GESTELLTE AUFGABE 1: Gib den Forenthread zum Audioproblem in Alan Wake in zwei Sätzen wieder.
GESTELLTE AUFGABE 2: Erkläre in höchstens zwei Sätzen, weshalb Mr-Scott im Forenthread die Hardware als Ursache des Problems ausschließt.

VORGEGEBENER TEXT:
━━━━━━━━━━━━━━━━━━━━
# Alan Wake - Audioproblem



## Mr-Scott (22. November 2015)

Moin 

Ich spiele grade Alan Wake (gekauft auf GoG) und habe ein unangenehmes  Audioproblem. Ich höre ständig ein Geräusch, das wie ein hochdrehender  Rasenmäher klingt. Kennt das jemand und weiss, wie ich das abstellen  kann?


----------



## Herbboy (22. November 2015)

Mr-Scott schrieb:


> Moin
> 
> Ich spiele grade Alan Wake (gekauft auf GoG) und habe ein unangenehmes  Audioproblem. Ich höre ständig ein Geräusch, das wie ein hochdrehender  Rasenmäher klingt. Kennt das jemand und weiss, wie ich das abstellen  kann?



Jetzt mal ganz "doof" gefragt: ist das vielleicht einfach nur der Lüfter Deiner Grafikkarte, weil du bisher keine grafisch so anspruchsvollen SPiele gespielt hast? ^^  Ansonsten: sind denn alle Treiber aktuell fürs Mainboard inkl. Sound, USB, LAN usw. sowie auch die Grafikkartentreiber?


----------



## Mr-Scott (22. November 2015)

Nein, Hardware ist inzwischen nicht mehr das Problem. Ich hatte mich vor ein paar Monaten für etwa 450 Euro ganz neu eingekleidet mit Gigabyte-Board, AMD FX 6300 und AMD R9 270x. Damit lief zum Beispiel Tomb Raider (2013) ohne irgendwelche Probleme auf höchsten Einstellungen. Treiber sind alle aktuell. Mir ist auch noch aufgefallen, das die Audiolautstärke sehr niedrig ist. Die Pegel sind alle auf Anschlag und ich musste trotzdem noch zusätzlich die Lautstärke meiner Boxen mehr aufdrehen als sonst


----------



## Herbboy (22. November 2015)

Mr-Scott schrieb:


> Nein, Hardware ist inzwischen nicht mehr das Problem. Ich hatte mich vor ein paar Monaten für etwa 450 Euro ganz neu eingekleidet mit Gigabyte-Board, AMD FX 6300 und AMD R9 270x. Damit lief zum Beispiel Tomb Raider (2013) ohne irgendwelche Probleme auf höchsten Einstellungen. Treiber sind alle aktuell. Mir ist auch noch aufgefallen, das die Audiolautstärke sehr niedrig ist. Die Pegel sind alle auf Anschlag und ich musste trotzdem noch zusätzlich die Lautstärke meiner Boxen mehr aufdrehen als sonst


  Wie gesagt: Treiber? ^^  und schau mal in den Audiooptionen des Spiels nach, ob du da vlt. was falsches drin stehen hast, zB Surround obwohl du kein Surroundsystem hast oder so.
━━━━━━━━━━━━━━━━━━━━
BEREITGESTELLTE DATEN:
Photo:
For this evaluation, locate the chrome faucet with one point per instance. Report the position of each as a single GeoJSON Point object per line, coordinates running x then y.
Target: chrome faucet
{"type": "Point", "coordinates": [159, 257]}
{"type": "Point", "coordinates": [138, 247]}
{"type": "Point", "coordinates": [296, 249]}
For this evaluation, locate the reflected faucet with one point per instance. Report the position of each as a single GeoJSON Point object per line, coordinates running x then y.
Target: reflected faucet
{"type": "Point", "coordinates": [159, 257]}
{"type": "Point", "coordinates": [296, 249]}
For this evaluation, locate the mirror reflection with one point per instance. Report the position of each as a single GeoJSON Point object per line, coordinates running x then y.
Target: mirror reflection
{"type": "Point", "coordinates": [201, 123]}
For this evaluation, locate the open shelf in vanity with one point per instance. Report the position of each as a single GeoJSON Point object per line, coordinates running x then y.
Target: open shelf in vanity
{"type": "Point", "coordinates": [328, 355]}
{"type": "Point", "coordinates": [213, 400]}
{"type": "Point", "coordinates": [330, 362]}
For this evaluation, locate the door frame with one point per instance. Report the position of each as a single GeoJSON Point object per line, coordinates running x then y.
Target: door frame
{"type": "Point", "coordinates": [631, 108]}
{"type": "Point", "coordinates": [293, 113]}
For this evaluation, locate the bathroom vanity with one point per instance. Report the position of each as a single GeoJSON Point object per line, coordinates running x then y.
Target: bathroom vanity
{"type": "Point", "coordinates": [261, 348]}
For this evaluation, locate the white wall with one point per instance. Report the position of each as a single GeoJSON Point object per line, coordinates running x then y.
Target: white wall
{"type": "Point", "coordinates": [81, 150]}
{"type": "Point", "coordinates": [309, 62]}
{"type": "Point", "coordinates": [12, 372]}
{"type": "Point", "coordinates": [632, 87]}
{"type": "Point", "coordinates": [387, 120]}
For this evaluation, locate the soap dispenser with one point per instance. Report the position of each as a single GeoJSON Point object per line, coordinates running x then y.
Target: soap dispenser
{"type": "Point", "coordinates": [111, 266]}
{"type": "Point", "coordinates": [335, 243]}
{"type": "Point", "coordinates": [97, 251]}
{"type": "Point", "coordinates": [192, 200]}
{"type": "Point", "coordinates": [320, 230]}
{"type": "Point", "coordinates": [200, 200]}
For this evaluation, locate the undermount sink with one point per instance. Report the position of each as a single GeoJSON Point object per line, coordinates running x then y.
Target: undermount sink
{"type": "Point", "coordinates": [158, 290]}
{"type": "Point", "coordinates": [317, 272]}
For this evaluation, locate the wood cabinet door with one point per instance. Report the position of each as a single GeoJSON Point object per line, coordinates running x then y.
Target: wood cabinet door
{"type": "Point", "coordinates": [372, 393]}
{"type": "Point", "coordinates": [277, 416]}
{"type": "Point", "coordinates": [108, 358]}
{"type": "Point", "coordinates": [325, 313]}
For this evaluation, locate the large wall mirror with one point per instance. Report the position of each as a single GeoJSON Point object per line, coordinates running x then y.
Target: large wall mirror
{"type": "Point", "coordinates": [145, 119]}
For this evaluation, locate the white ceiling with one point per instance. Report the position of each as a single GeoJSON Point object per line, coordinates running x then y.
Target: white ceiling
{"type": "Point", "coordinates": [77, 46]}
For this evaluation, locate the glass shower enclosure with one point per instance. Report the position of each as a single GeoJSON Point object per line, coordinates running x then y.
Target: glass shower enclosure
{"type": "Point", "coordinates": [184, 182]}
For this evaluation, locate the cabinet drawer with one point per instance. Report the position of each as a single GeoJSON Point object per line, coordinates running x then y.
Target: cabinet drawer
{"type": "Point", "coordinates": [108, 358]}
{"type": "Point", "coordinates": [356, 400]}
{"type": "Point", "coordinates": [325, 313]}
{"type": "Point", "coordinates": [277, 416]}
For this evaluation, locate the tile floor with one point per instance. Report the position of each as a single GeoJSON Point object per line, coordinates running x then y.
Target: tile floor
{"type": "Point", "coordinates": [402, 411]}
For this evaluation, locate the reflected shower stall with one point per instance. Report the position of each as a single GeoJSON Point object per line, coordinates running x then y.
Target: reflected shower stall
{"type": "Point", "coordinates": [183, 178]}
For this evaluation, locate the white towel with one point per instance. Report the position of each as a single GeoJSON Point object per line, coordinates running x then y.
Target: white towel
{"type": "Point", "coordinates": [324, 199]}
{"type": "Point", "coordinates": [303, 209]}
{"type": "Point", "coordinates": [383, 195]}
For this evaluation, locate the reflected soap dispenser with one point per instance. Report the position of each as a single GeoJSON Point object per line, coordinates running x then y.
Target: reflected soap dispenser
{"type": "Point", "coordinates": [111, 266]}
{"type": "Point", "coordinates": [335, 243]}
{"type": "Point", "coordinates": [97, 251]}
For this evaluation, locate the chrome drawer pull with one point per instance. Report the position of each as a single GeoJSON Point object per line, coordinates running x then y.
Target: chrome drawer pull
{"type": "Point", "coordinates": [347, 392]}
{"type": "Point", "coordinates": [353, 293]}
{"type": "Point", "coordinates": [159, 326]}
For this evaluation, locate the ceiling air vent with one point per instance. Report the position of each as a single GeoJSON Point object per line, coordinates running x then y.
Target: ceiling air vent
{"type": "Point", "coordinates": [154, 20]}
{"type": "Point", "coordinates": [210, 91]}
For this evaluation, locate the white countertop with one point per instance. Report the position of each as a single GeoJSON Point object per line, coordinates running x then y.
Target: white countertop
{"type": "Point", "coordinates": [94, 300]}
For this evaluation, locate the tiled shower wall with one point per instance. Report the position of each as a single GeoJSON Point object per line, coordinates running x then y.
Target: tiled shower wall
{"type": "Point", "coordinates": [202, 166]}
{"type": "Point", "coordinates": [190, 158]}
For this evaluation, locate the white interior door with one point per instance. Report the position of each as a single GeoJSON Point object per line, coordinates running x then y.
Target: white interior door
━━━━━━━━━━━━━━━━━━━━
ANTWORT ZUR AUFGABE 1: Mr-Scott hört beim Spielen von Alan Wake ständig ein Geräusch wie von einem hochdrehenden Rasenmäher und bemerkt außerdem eine sehr niedrige Lautstärke, obwohl die Hardware neu ist und alle Treiber aktuell sind. Herbboy fragt zunächst, ob es der Lüfter der Grafikkarte sein könnte und ob die Treiber aktuell sind, und rät später, in den Audiooptionen des Spiels nach falschen Einstellungen wie Surround ohne Surroundsystem zu sehen.

ANTWORT ZUR AUFGABE 2: Mr-Scott hat vor ein paar Monaten für etwa 450 Euro neue Hardware mit Gigabyte-Board, AMD FX 6300 und AMD R9 270x gekauft, auf der zum Beispiel Tomb Raider (2013) ohne Probleme auf höchsten Einstellungen lief. Außerdem sind laut Mr-Scott alle Treiber aktuell.